* Task objective
Express the lines below as a JSON list of strings, one string for each line, omitting blank lines. Leave any pictures out of the answer.

(Photo object pointing lines)
__________________________________________________

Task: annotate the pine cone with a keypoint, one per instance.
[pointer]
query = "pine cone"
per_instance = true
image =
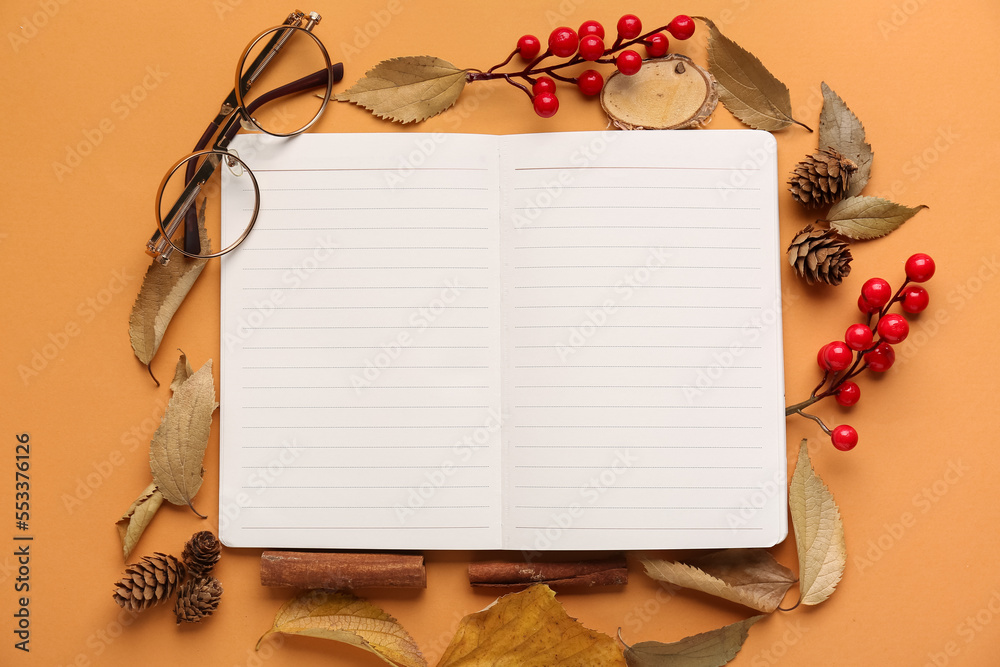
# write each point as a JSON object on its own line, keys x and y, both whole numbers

__________________________________________________

* Solution below
[
  "Task: annotate the pine cone with a keypoint, one per instance.",
  "[pointer]",
  "query = \"pine cone\"",
  "per_instance = true",
  "image =",
  "# write each point as a JSON object on its own line, keys x and y, both whole numbers"
]